#### COMPITI DA SVOLGERE
1) Nel brano sulla borghesia inglese e la religione, riporta il passo che inizia con le parole "Così, quanto più" e termina dopo "religiose e cristiane.", sostituendo ogni "materialismo" con "razionalismo".
2) Secondo il brano sulla borghesia inglese e la religione, quale corrente dottrinale rinforzava in particolare il materialismo diffuso dalla Francia?

#### ESTRATTO DEL DOCUMENTO
○ ○ ○ ○ ○

Così, quanto più il materialismo diventava il credo della rivoluzione francese, tanto più il borghese inglese timorato di dio si aggrappava tenacemente alla sua religione. Il regno del terrore a Parigi non aveva dimostrato a quali eccessi si arriva quando le masse perdono la religione? Quanto più il materialismo si propagava dalla Francia ai paesi vicini e veniva rinforzato da analoghe correnti dottrinali, specialmente dalla filosofia tedesca, quanto più il materialismo e il libero pensiero diventavano sul Continente le qualità richieste da ogni spirito colto, tanto più tenacemente la classe media inglese si aggrappava alle sue svariate credenze. Queste credenze potevano differire le une dalle altre, ma tutte erano fortemente religiose e cristiane.

○ ○ ○ ○ ○

#### DATI FORNITI
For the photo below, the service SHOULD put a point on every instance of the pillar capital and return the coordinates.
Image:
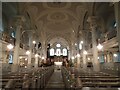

○ ○ ○ ○ ○

#### RISPOSTE AI COMPITI
1)
Così, quanto più il razionalismo diventava il credo della rivoluzione francese, tanto più il borghese inglese timorato di dio si aggrappava tenacemente alla sua religione. Il regno del terrore a Parigi non aveva dimostrato a quali eccessi si arriva quando le masse perdono la religione? Quanto più il razionalismo si propagava dalla Francia ai paesi vicini e veniva rinforzato da analoghe correnti dottrinali, specialmente dalla filosofia tedesca, quanto più il razionalismo e il libero pensiero diventavano sul Continente le qualità richieste da ogni spirito colto, tanto più tenacemente la classe media inglese si aggrappava alle sue svariate credenze. Queste credenze potevano differire le une dalle altre, ma tutte erano fortemente religiose e cristiane.

2) La filosofia tedesca.